任务说明:
• A. 在关于 Gauss Fibonacci 的文本块里，矩阵 B 被设为什么？
• B. 把关于 Gauss Fibonacci 的文本块中从“How good an”到“invented some numbers.”的部分原样重抄一遍。

文本块:
HDU 1588 Gauss Fibonacci(矩阵快速幂)

Gauss Fibonacci

Time Limit: 3000/1000 MS (Java/Others)     Memory Limit: 32768/32768 K (Java/Others)
Total Submission(s): 27    Accepted Submission(s): 5

Problem Description

Without expecting, Angel replied quickly.She says: "I'v heard that you'r a very clever boy. So if you wanna me be your GF, you should solve the problem called GF~. "
How good an opportunity that Gardon can not give up! The "Problem GF" told by Angel is actually "Gauss Fibonacci".
As we know ,Gauss is the famous mathematician who worked out the sum from 1 to 100 very quickly, and Fibonacci is the crazy man who invented some numbers.

Arithmetic progression:
g(i)=k*i+b;
We assume k and b are both non-nagetive integers.

Fibonacci Numbers:
f(0)=0
f(1)=1
f(n)=f(n-1)+f(n-2) (n>=2)

The Gauss Fibonacci problem is described as follows:
Given k,b,n ,calculate the sum of every f(g(i)) for 0<=i<n
The answer may be very large, so you should divide this answer by M and just output the remainder instead.

 

Input

The input contains serveral lines. For each line there are four non-nagetive integers: k,b,n,M
Each of them will not exceed 1,000,000,000.

 

Output

For each line input, out the value described above.

 

SampleInput

2 1 4 100
2 0 4 100

 

SampleOutput

21
12

by yxt

用于构造斐波那契的矩阵为

1,1

1,0

设这个矩阵为A。

sum=f(b)+f(k+b)+f(2*k+b)+f(3*k+b)+........+f((n-1)*k+b)

<=>sum=A^b+A^(k+b)+A^(2*k+b)+A^(3*k+b)+........+A^((n-1)*k+b)

<=>sum=A^b+A^b*(A^k+A^2*k+A^3*k+.......+A^((n-1)*k))  （1）

设矩阵B为A^k;

那么（1）式为   sum=A^b+A^b*(B+B^2+B^3+......+B^(n-1));

显然，这时候就可以用二分矩阵做了，括号内的就跟POJ 3233的形式一样了。

原始数据:
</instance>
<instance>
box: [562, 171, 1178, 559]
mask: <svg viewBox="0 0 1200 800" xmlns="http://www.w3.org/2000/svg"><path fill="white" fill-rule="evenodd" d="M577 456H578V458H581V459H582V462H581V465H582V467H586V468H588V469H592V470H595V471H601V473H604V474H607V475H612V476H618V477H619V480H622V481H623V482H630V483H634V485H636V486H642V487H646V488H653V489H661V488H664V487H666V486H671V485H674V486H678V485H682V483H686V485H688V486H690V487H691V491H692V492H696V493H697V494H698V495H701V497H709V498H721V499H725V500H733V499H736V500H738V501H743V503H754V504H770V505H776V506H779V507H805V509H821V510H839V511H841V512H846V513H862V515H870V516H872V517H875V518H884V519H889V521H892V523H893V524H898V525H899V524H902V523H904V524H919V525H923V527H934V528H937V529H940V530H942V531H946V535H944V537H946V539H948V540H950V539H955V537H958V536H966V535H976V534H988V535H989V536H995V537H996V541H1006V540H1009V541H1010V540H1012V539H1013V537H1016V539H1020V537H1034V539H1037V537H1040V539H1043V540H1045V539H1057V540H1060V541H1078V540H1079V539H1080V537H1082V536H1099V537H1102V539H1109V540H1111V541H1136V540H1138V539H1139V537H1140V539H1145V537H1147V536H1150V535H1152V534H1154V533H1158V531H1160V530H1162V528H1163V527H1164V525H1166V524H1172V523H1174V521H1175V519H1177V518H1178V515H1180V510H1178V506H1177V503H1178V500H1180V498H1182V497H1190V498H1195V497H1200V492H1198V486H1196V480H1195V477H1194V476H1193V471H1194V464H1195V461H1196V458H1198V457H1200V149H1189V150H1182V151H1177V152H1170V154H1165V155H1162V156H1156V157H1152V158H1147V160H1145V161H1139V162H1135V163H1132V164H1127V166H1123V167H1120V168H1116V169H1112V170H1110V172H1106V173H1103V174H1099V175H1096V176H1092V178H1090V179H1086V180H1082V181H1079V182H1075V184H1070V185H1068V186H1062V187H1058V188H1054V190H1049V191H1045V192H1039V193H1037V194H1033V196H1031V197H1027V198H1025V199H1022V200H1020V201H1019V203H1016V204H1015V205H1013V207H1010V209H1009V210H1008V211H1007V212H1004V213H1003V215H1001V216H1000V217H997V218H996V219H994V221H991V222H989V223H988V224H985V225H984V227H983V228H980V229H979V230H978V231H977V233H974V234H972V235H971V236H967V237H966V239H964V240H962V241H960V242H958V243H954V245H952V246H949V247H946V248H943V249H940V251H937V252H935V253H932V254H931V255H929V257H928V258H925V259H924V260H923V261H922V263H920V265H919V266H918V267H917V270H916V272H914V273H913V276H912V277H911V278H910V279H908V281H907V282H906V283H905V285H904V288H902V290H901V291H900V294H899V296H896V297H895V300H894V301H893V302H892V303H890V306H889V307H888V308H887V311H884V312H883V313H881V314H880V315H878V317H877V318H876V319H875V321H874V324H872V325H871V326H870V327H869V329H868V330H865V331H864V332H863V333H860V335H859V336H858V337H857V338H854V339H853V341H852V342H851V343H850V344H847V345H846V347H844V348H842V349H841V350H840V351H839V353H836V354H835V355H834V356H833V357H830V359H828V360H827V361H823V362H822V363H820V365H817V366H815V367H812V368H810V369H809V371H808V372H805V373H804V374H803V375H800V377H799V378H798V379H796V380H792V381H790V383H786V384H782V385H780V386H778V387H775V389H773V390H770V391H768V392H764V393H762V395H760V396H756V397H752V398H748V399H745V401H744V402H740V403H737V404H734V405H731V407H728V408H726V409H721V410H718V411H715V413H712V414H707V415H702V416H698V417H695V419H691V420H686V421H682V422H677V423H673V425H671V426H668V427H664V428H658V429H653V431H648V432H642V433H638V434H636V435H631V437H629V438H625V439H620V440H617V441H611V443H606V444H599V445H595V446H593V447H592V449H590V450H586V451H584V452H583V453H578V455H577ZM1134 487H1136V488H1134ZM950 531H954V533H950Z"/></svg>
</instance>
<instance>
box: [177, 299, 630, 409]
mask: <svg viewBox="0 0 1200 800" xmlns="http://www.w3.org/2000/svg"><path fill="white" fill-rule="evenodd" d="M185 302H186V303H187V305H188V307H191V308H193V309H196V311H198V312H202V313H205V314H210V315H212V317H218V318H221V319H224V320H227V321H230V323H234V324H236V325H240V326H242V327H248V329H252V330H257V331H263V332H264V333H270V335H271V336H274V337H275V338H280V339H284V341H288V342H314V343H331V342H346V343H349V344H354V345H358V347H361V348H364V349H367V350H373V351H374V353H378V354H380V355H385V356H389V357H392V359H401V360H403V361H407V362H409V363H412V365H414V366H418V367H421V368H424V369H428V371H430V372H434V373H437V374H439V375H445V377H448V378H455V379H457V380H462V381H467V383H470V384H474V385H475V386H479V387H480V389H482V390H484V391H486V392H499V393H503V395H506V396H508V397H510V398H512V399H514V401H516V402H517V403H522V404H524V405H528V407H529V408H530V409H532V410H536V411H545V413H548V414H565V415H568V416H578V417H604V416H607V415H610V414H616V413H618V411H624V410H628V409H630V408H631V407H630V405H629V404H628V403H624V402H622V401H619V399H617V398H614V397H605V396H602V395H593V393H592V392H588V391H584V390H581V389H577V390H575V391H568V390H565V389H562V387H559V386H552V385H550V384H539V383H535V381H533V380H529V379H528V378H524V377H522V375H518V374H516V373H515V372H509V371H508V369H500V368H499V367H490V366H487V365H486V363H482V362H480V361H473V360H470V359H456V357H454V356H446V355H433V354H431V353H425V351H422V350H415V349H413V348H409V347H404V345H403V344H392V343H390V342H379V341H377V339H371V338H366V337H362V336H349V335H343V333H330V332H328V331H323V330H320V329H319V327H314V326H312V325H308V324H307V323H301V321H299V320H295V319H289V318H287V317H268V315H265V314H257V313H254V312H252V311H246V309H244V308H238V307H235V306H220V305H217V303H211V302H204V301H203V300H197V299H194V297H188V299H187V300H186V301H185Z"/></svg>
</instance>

答案:
• A. A^k

• B.
How good an opportunity that Gardon can not give up! The "Problem GF" told by Angel is actually "Gauss Fibonacci".
As we know ,Gauss is the famous mathematician who worked out the sum from 1 to 100 very quickly, and Fibonacci is the crazy man who invented some numbers.